> [EXERCISE]: Here are some records; quote them exactly, leaving out the pictures.

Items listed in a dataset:
---

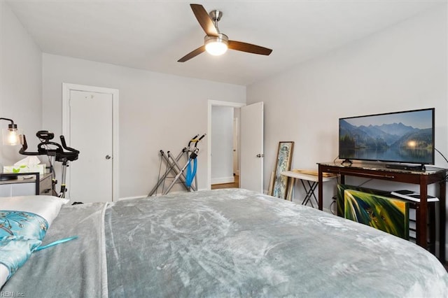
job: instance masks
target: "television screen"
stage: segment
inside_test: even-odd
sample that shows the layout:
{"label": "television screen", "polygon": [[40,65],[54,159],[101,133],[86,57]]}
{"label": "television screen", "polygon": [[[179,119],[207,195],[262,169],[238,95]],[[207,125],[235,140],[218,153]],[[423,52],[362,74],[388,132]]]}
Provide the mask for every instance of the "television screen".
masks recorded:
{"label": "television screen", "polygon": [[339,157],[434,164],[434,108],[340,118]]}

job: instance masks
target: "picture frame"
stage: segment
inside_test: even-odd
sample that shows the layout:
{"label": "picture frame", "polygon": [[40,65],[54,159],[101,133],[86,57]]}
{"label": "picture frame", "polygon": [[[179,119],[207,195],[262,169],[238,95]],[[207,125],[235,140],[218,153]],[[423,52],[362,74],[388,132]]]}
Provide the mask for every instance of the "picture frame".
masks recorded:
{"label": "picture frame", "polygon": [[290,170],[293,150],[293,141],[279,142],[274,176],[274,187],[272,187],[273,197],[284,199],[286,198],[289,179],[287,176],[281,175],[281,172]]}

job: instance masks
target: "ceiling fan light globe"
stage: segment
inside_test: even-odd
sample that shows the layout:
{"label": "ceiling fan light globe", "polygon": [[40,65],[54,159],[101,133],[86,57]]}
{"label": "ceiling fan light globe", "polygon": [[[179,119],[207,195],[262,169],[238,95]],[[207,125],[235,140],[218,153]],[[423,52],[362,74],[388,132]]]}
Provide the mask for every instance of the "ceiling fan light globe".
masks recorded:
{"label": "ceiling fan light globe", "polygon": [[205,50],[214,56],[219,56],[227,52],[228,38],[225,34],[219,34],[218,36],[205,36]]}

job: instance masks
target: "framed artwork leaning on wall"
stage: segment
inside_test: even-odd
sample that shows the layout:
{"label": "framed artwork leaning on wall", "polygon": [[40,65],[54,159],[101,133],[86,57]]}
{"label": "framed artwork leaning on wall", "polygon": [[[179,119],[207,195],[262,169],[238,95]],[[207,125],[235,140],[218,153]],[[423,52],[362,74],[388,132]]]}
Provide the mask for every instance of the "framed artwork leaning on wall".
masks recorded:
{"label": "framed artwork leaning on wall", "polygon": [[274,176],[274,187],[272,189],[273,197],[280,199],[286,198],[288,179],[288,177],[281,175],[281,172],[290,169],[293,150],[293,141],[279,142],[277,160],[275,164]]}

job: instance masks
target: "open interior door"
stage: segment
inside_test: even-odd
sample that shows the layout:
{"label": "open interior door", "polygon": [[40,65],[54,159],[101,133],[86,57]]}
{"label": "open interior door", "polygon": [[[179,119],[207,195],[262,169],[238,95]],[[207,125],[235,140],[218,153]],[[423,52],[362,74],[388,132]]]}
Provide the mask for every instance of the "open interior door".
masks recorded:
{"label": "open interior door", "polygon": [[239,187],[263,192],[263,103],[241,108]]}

---

> [TASK SOLUTION]:
job: instance masks
target: "television screen"
stage: segment
inside_test: even-odd
sample that shows the layout:
{"label": "television screen", "polygon": [[40,65],[54,159],[101,133],[86,57]]}
{"label": "television screen", "polygon": [[[179,119],[207,195],[262,169],[238,95]],[[207,125],[235,140],[218,153]],[[423,52],[362,74],[388,132]]]}
Provide the mask for every instance of the "television screen".
masks recorded:
{"label": "television screen", "polygon": [[339,157],[434,164],[434,108],[340,118]]}

job: instance masks
target: "picture frame"
stage: segment
inside_test: even-odd
sample that shows the layout:
{"label": "picture frame", "polygon": [[40,65],[54,159],[101,133],[86,57]]}
{"label": "picture frame", "polygon": [[[179,119],[207,195],[262,169],[238,95]],[[207,125],[235,140],[218,153]],[[423,52],[362,74],[388,132]]]}
Provide the mask for every instance of the "picture frame".
masks recorded:
{"label": "picture frame", "polygon": [[290,170],[293,150],[293,141],[279,142],[274,176],[274,187],[272,187],[273,197],[284,199],[286,198],[289,179],[287,176],[281,175],[281,172]]}

job: instance masks
target: "ceiling fan light globe"
stage: segment
inside_test: even-odd
sample that shows the layout:
{"label": "ceiling fan light globe", "polygon": [[40,65],[54,159],[101,133],[86,57]]}
{"label": "ceiling fan light globe", "polygon": [[[179,119],[207,195],[262,169],[238,95]],[[207,125],[235,140],[218,153]],[[423,52],[362,74],[388,132]]]}
Provide the mask for every instance of the "ceiling fan light globe".
masks recorded:
{"label": "ceiling fan light globe", "polygon": [[205,50],[214,56],[219,56],[227,52],[228,38],[225,34],[219,34],[218,36],[205,36]]}

job: instance masks
target: "framed artwork leaning on wall"
stage: segment
inside_test: even-odd
sample that shows the layout:
{"label": "framed artwork leaning on wall", "polygon": [[40,65],[54,159],[101,133],[86,57]]}
{"label": "framed artwork leaning on wall", "polygon": [[[179,119],[207,195],[262,169],[238,95]],[[207,125],[235,140],[218,153]],[[423,52],[362,74],[388,132]]]}
Provide the mask for every instance of the "framed artwork leaning on wall".
masks recorded:
{"label": "framed artwork leaning on wall", "polygon": [[274,176],[274,187],[272,189],[273,197],[280,199],[286,198],[288,179],[288,177],[281,175],[281,172],[290,169],[293,150],[293,141],[279,142],[277,160],[275,164]]}

job: instance masks
target: "open interior door"
stage: segment
inside_test: even-odd
sample that shows the layout:
{"label": "open interior door", "polygon": [[40,65],[54,159],[101,133],[86,57]]}
{"label": "open interior door", "polygon": [[[179,119],[207,195],[262,169],[238,95]],[[207,125],[235,140],[218,153]],[[423,52],[362,74],[388,132]]]}
Provide the mask for every instance of the "open interior door".
masks recorded:
{"label": "open interior door", "polygon": [[239,187],[263,192],[263,103],[241,108]]}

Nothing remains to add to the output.